## TASK PROMPT
Identify each line below that contains the word "road", and copy every such line in full.

## PROVIDED DATA

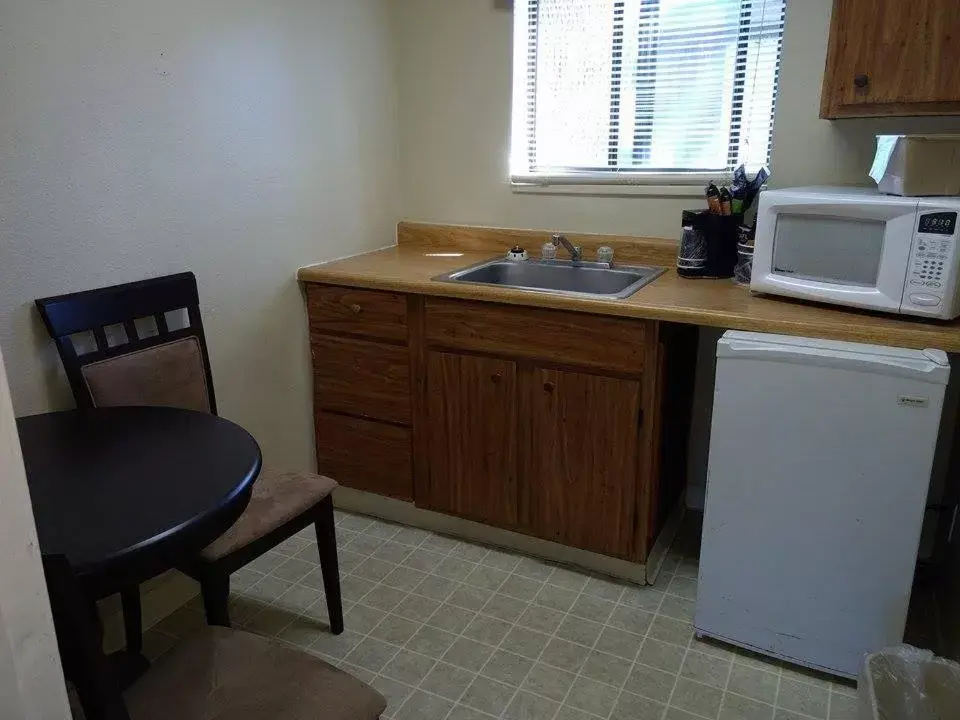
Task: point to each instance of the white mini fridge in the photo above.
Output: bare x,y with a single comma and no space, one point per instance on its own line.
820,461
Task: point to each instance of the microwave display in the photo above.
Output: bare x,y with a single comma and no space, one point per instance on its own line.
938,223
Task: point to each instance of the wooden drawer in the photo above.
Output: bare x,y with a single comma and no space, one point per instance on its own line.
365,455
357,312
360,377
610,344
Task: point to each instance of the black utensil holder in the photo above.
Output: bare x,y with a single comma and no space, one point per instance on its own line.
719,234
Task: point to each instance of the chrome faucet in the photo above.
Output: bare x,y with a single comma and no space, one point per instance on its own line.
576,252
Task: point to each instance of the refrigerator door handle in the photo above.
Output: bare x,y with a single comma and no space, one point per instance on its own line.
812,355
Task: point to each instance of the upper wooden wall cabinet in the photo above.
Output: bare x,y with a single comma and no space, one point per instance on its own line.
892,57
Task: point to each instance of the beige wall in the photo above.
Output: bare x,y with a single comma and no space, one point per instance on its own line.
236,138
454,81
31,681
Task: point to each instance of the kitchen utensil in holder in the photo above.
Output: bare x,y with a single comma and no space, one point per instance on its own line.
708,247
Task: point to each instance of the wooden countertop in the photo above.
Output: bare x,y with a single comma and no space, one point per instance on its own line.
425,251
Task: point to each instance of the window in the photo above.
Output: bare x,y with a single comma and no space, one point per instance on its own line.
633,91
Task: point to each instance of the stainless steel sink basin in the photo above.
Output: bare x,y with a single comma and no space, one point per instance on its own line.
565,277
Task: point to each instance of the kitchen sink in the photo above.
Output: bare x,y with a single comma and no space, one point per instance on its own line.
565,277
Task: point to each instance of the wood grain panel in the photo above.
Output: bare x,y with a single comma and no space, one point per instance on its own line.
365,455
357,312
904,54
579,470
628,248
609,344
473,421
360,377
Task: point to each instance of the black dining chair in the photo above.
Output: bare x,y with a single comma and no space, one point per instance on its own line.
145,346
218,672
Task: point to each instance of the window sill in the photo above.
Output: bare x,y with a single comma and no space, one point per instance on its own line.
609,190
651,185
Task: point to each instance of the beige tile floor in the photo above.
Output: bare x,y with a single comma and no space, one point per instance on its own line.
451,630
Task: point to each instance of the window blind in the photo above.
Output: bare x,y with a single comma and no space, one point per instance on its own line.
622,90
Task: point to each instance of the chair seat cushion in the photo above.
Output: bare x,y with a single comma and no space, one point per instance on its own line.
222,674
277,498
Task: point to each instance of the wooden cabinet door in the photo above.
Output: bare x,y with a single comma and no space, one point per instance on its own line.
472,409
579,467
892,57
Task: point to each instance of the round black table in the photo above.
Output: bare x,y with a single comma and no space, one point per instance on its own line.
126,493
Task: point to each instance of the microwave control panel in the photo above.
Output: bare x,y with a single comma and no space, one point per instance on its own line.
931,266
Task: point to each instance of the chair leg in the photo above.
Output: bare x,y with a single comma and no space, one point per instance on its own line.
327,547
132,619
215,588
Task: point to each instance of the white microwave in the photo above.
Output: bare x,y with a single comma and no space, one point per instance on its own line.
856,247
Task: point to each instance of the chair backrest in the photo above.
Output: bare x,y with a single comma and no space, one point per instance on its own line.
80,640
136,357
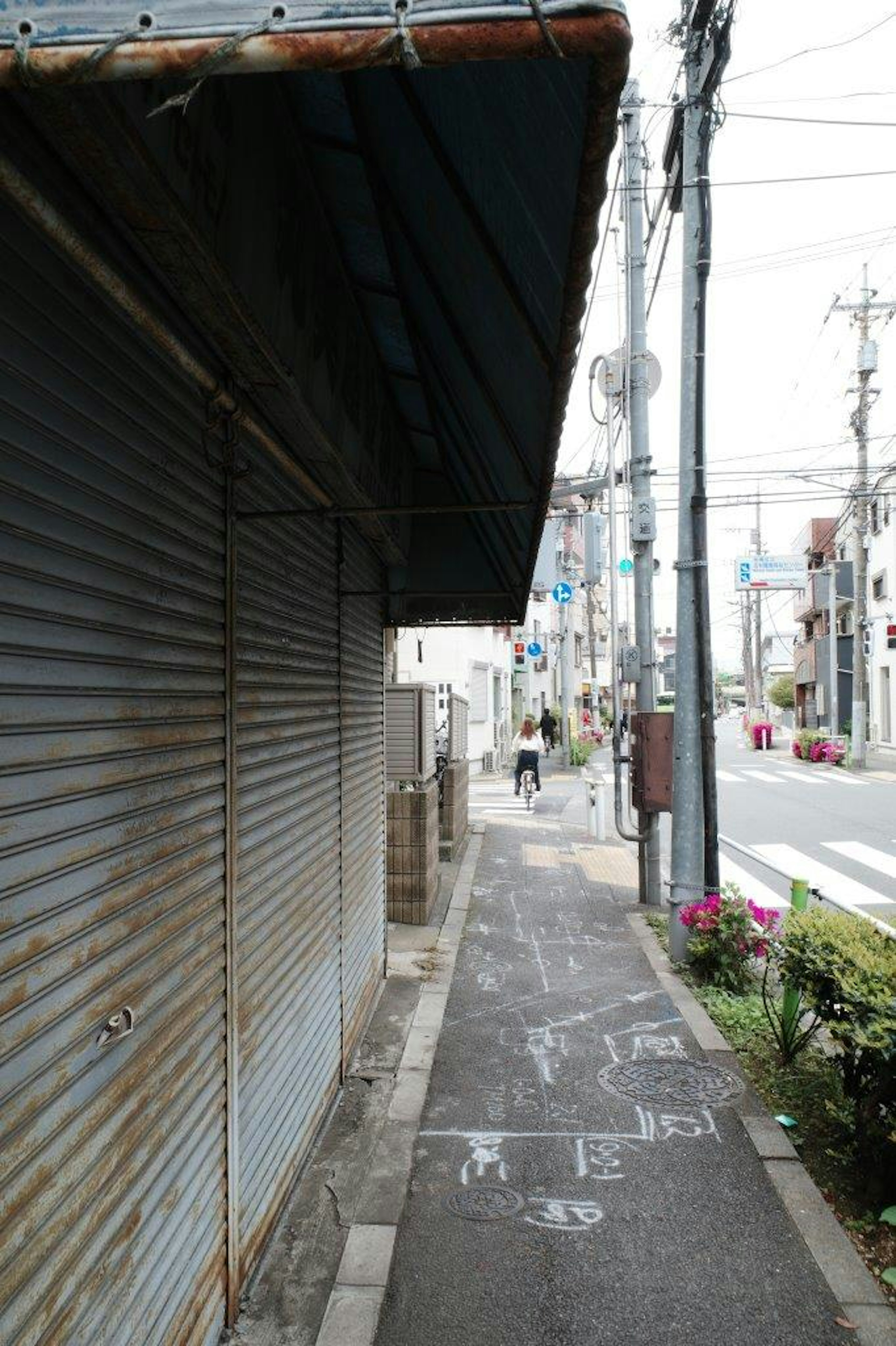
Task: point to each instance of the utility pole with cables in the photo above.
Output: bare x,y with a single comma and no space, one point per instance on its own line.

* * *

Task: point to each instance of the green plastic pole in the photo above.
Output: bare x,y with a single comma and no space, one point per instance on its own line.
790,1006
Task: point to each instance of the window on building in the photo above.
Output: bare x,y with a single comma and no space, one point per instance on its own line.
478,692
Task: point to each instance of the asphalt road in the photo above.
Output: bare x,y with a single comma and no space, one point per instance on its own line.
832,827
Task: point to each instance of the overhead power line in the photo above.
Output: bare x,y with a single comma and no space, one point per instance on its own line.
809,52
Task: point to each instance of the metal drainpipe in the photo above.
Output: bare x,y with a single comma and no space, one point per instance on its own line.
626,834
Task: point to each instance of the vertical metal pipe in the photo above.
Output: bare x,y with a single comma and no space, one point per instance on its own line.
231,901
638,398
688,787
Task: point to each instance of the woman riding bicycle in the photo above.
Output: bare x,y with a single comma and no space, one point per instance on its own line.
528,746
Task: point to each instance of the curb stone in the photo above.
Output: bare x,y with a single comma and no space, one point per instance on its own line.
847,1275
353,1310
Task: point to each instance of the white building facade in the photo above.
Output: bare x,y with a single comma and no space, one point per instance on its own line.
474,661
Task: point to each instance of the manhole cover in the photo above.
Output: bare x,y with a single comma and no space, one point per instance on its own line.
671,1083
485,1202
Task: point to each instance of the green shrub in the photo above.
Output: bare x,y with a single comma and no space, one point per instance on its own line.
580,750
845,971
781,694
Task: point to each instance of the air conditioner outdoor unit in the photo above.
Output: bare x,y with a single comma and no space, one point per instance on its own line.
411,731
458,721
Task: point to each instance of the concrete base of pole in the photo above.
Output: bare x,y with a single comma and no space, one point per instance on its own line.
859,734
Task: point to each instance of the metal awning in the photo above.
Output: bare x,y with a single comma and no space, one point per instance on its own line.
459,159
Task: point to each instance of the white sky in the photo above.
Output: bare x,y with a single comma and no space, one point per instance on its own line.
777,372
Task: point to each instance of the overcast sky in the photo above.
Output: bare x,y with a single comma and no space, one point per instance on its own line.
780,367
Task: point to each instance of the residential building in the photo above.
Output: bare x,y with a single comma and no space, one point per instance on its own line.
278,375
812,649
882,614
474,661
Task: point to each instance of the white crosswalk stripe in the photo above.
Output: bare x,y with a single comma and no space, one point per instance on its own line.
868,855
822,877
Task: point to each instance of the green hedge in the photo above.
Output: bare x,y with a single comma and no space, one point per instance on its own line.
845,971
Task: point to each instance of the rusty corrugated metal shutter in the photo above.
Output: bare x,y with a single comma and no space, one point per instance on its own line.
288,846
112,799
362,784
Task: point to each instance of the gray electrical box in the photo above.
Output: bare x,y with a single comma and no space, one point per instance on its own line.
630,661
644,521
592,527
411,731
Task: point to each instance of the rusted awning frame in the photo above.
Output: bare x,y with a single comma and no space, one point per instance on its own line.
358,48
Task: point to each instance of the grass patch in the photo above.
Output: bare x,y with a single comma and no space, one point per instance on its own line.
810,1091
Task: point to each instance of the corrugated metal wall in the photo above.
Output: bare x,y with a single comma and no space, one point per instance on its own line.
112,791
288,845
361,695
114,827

---

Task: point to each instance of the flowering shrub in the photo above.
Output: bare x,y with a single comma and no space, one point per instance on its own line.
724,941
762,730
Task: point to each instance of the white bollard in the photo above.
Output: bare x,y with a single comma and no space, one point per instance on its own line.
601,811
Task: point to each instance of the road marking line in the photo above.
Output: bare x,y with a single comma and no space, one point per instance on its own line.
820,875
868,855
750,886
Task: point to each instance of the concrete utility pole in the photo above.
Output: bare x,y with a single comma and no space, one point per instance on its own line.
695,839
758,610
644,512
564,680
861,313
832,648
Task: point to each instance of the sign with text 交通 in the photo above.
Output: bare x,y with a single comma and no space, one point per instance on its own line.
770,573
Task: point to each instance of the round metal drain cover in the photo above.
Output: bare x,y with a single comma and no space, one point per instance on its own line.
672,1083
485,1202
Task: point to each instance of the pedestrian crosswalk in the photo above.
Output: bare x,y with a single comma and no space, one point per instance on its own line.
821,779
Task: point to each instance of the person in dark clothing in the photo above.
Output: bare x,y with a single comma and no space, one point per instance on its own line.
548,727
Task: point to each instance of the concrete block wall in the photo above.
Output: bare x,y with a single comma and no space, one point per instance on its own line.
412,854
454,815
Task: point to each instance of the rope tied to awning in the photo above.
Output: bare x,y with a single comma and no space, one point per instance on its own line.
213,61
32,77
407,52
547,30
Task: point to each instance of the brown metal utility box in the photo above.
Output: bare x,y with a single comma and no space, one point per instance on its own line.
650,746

## EXERCISE RESULT
Task: point to each instance of the asphalt road in the photo above.
Task: point to each instance of the road marking line in the photo above.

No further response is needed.